**ITEMS:**
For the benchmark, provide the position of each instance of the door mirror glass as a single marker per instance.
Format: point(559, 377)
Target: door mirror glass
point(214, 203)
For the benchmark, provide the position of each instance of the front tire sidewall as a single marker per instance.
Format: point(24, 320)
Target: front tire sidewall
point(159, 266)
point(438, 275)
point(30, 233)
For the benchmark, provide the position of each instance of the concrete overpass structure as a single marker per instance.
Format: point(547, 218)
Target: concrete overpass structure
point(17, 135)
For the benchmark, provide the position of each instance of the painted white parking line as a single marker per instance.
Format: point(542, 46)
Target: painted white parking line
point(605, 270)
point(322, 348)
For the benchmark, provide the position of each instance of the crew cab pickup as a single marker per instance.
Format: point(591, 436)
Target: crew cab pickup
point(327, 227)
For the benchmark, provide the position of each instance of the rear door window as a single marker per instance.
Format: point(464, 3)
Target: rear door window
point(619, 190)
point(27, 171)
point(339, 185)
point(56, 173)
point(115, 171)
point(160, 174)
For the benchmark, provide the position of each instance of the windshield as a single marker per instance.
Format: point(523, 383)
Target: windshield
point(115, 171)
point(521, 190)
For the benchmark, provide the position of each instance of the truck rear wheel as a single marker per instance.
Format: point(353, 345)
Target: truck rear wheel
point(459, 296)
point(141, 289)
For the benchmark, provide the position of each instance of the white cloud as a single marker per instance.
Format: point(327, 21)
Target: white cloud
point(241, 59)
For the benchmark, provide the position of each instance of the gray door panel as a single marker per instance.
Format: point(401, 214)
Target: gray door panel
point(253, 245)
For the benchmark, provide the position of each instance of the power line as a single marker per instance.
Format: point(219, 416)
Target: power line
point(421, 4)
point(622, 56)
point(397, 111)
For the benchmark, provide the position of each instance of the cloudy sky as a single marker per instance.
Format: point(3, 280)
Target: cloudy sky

**YOUR TASK:**
Exactly and exclusively, repeat the lines from the line that contains "structure as a single marker per instance." through the end of the records, both ends included.

**WORKED ANSWER:**
For the benchmark, provide the position of each instance of the concrete overpass structure as a single marker per instance.
Format: point(547, 218)
Target: concrete overpass structure
point(17, 135)
For the benchmark, provide the position of each instance of the painted white parking line as a single marker per instance.
Format: point(542, 46)
Target: painted white parking line
point(605, 270)
point(322, 348)
For the benchmark, provide the position of each instance of the crew cab pickup as a single marker per instance.
Format: point(591, 436)
Target: crew cab pickup
point(327, 227)
For the benchmark, provide the position of each instance of the rear door window as a single marker per instance.
Format: point(464, 3)
Target: rear door window
point(619, 190)
point(27, 171)
point(339, 185)
point(56, 173)
point(115, 171)
point(160, 174)
For the benchmark, provide the position of each instance of the windshield as a single marker per instance.
Format: point(523, 383)
Target: windshield
point(115, 171)
point(521, 190)
For the benchmark, provide the position of each instance of the truck rear wheel as a single marker per instance.
Format: point(353, 345)
Target: truck rear wheel
point(459, 296)
point(141, 289)
For the benchmark, provide the position of each instance of the white cloud as a single marker per instance.
Format: point(327, 21)
Target: white cloud
point(241, 59)
For the benchmark, provide the position of each instance of the gray door panel as a single marker per instance.
Format: point(401, 214)
Target: gray door panel
point(253, 245)
For the benchmark, provide the position of each instance of the power line as a single marker per instance.
Format: point(219, 416)
Target: power line
point(421, 4)
point(622, 56)
point(397, 111)
For the benchmark, provide the position of each instance of the cloudy sky as a single marker per instance.
Format: point(3, 280)
Target: cloudy sky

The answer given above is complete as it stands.